## Source information:
====

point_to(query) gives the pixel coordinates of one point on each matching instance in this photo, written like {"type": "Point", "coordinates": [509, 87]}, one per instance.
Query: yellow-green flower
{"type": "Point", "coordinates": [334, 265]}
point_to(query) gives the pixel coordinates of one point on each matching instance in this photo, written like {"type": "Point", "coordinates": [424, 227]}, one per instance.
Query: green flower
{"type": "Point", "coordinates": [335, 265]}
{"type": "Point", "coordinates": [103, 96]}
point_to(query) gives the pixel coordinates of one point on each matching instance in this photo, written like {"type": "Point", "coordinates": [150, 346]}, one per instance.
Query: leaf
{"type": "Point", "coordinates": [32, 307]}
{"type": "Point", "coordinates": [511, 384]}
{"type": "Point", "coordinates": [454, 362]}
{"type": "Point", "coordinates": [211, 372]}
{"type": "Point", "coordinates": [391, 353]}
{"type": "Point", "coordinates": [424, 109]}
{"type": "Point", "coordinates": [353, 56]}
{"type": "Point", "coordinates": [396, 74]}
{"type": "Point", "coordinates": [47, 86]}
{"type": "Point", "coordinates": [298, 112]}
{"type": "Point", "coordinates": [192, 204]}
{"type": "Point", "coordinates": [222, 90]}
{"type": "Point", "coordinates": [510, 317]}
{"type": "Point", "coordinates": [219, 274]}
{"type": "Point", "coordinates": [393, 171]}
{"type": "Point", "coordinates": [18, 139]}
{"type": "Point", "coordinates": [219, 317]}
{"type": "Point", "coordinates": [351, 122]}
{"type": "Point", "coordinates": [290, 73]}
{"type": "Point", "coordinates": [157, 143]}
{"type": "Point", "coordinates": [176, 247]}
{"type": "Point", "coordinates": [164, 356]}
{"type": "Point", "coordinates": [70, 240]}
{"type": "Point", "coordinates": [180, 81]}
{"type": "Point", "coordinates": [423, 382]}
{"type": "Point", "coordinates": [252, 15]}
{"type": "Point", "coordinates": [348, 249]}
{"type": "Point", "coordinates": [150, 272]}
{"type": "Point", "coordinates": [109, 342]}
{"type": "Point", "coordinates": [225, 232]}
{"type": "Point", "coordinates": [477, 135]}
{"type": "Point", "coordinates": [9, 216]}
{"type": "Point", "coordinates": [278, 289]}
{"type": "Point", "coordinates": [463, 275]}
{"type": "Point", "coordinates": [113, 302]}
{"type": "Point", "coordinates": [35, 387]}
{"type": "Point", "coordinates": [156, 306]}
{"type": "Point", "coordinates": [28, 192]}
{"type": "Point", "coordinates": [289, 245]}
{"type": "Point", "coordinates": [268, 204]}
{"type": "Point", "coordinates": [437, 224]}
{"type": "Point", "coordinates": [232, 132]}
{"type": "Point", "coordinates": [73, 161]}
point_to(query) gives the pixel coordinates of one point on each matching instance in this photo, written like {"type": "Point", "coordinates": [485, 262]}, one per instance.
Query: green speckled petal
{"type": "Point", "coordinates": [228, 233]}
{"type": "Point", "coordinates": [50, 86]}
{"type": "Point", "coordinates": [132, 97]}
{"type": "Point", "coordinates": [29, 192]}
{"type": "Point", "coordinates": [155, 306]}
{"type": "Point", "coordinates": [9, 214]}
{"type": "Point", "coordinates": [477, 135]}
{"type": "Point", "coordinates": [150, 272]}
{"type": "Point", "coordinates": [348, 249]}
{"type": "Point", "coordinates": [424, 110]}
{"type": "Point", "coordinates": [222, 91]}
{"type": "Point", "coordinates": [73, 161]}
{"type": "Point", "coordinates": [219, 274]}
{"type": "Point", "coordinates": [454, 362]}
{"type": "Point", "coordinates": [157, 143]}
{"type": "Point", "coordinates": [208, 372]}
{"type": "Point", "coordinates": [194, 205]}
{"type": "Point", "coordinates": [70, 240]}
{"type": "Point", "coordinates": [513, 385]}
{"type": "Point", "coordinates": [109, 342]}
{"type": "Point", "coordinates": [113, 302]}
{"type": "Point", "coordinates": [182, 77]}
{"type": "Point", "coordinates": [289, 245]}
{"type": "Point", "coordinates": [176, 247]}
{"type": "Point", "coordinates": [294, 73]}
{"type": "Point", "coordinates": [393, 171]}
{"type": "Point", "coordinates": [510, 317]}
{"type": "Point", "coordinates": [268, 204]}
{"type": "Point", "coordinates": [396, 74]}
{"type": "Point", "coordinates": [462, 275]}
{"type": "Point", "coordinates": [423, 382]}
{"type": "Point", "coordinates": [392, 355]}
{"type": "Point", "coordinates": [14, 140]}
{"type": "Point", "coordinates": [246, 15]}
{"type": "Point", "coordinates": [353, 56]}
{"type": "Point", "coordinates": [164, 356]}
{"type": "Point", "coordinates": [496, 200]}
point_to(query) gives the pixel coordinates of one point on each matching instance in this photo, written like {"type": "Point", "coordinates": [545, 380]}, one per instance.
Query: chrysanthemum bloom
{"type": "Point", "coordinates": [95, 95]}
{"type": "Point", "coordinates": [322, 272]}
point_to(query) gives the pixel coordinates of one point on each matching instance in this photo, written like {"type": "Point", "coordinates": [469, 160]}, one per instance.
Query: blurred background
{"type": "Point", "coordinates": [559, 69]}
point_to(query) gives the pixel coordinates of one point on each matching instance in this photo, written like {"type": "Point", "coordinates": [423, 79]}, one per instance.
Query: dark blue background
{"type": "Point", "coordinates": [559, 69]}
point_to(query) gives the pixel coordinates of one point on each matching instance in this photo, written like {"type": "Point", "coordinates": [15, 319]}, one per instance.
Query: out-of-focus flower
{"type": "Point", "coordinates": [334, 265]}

====

## Aim of the exercise:
Each entry above has to be duplicated exactly as it stands.

## Result of this exercise:
point_to(query) gives the pixel coordinates of one point on each matching instance in this photo, written like {"type": "Point", "coordinates": [509, 87]}, one per instance.
Query: yellow-green flower
{"type": "Point", "coordinates": [334, 265]}
point_to(query) gives the pixel coordinates of one point on each matching instance in this photo, written like {"type": "Point", "coordinates": [424, 227]}, one per instance.
Query: green flower
{"type": "Point", "coordinates": [335, 265]}
{"type": "Point", "coordinates": [103, 96]}
point_to(query) gives the pixel coordinates of one point on each matching instance in this photo, written like {"type": "Point", "coordinates": [150, 346]}, one per instance.
Query: leaf
{"type": "Point", "coordinates": [32, 307]}
{"type": "Point", "coordinates": [511, 384]}
{"type": "Point", "coordinates": [454, 362]}
{"type": "Point", "coordinates": [211, 372]}
{"type": "Point", "coordinates": [391, 353]}
{"type": "Point", "coordinates": [424, 109]}
{"type": "Point", "coordinates": [353, 56]}
{"type": "Point", "coordinates": [396, 74]}
{"type": "Point", "coordinates": [47, 86]}
{"type": "Point", "coordinates": [298, 112]}
{"type": "Point", "coordinates": [192, 204]}
{"type": "Point", "coordinates": [222, 90]}
{"type": "Point", "coordinates": [510, 317]}
{"type": "Point", "coordinates": [219, 274]}
{"type": "Point", "coordinates": [393, 171]}
{"type": "Point", "coordinates": [18, 139]}
{"type": "Point", "coordinates": [219, 317]}
{"type": "Point", "coordinates": [351, 122]}
{"type": "Point", "coordinates": [290, 73]}
{"type": "Point", "coordinates": [157, 143]}
{"type": "Point", "coordinates": [176, 247]}
{"type": "Point", "coordinates": [164, 356]}
{"type": "Point", "coordinates": [70, 240]}
{"type": "Point", "coordinates": [180, 81]}
{"type": "Point", "coordinates": [423, 382]}
{"type": "Point", "coordinates": [252, 15]}
{"type": "Point", "coordinates": [348, 249]}
{"type": "Point", "coordinates": [150, 272]}
{"type": "Point", "coordinates": [109, 342]}
{"type": "Point", "coordinates": [225, 232]}
{"type": "Point", "coordinates": [477, 135]}
{"type": "Point", "coordinates": [9, 216]}
{"type": "Point", "coordinates": [278, 289]}
{"type": "Point", "coordinates": [463, 275]}
{"type": "Point", "coordinates": [113, 302]}
{"type": "Point", "coordinates": [35, 387]}
{"type": "Point", "coordinates": [156, 306]}
{"type": "Point", "coordinates": [28, 192]}
{"type": "Point", "coordinates": [289, 245]}
{"type": "Point", "coordinates": [268, 204]}
{"type": "Point", "coordinates": [437, 224]}
{"type": "Point", "coordinates": [232, 132]}
{"type": "Point", "coordinates": [73, 161]}
point_to(query) gives the pixel coordinates of one point on each matching instance in this photo, written like {"type": "Point", "coordinates": [485, 262]}, one per instance.
Query: green speckled petal
{"type": "Point", "coordinates": [228, 233]}
{"type": "Point", "coordinates": [50, 86]}
{"type": "Point", "coordinates": [132, 97]}
{"type": "Point", "coordinates": [29, 192]}
{"type": "Point", "coordinates": [155, 306]}
{"type": "Point", "coordinates": [9, 214]}
{"type": "Point", "coordinates": [477, 135]}
{"type": "Point", "coordinates": [150, 272]}
{"type": "Point", "coordinates": [348, 249]}
{"type": "Point", "coordinates": [424, 110]}
{"type": "Point", "coordinates": [222, 91]}
{"type": "Point", "coordinates": [73, 161]}
{"type": "Point", "coordinates": [219, 274]}
{"type": "Point", "coordinates": [454, 362]}
{"type": "Point", "coordinates": [157, 143]}
{"type": "Point", "coordinates": [208, 372]}
{"type": "Point", "coordinates": [194, 205]}
{"type": "Point", "coordinates": [70, 240]}
{"type": "Point", "coordinates": [513, 385]}
{"type": "Point", "coordinates": [109, 342]}
{"type": "Point", "coordinates": [113, 302]}
{"type": "Point", "coordinates": [182, 77]}
{"type": "Point", "coordinates": [289, 245]}
{"type": "Point", "coordinates": [176, 247]}
{"type": "Point", "coordinates": [294, 73]}
{"type": "Point", "coordinates": [393, 171]}
{"type": "Point", "coordinates": [510, 317]}
{"type": "Point", "coordinates": [268, 204]}
{"type": "Point", "coordinates": [396, 74]}
{"type": "Point", "coordinates": [462, 275]}
{"type": "Point", "coordinates": [423, 382]}
{"type": "Point", "coordinates": [392, 355]}
{"type": "Point", "coordinates": [14, 140]}
{"type": "Point", "coordinates": [246, 15]}
{"type": "Point", "coordinates": [353, 56]}
{"type": "Point", "coordinates": [164, 356]}
{"type": "Point", "coordinates": [496, 200]}
point_to(query) gives the pixel coordinates of one point on each matching instance in this photo, written like {"type": "Point", "coordinates": [545, 380]}, one per instance.
Query: chrysanthemum bloom
{"type": "Point", "coordinates": [95, 95]}
{"type": "Point", "coordinates": [322, 272]}
point_to(query) gives the pixel coordinates of one point on each matching instance in this photo, written like {"type": "Point", "coordinates": [469, 160]}, one per instance.
Query: blurred background
{"type": "Point", "coordinates": [559, 69]}
point_to(query) gives the pixel coordinates of one point on each matching instance in this photo, written like {"type": "Point", "coordinates": [423, 79]}, one per instance.
Query: dark blue background
{"type": "Point", "coordinates": [559, 69]}
point_to(query) gives the pixel coordinates of one point on each matching instance in this photo, written like {"type": "Point", "coordinates": [15, 319]}, one per instance.
Query: out-of-focus flower
{"type": "Point", "coordinates": [334, 265]}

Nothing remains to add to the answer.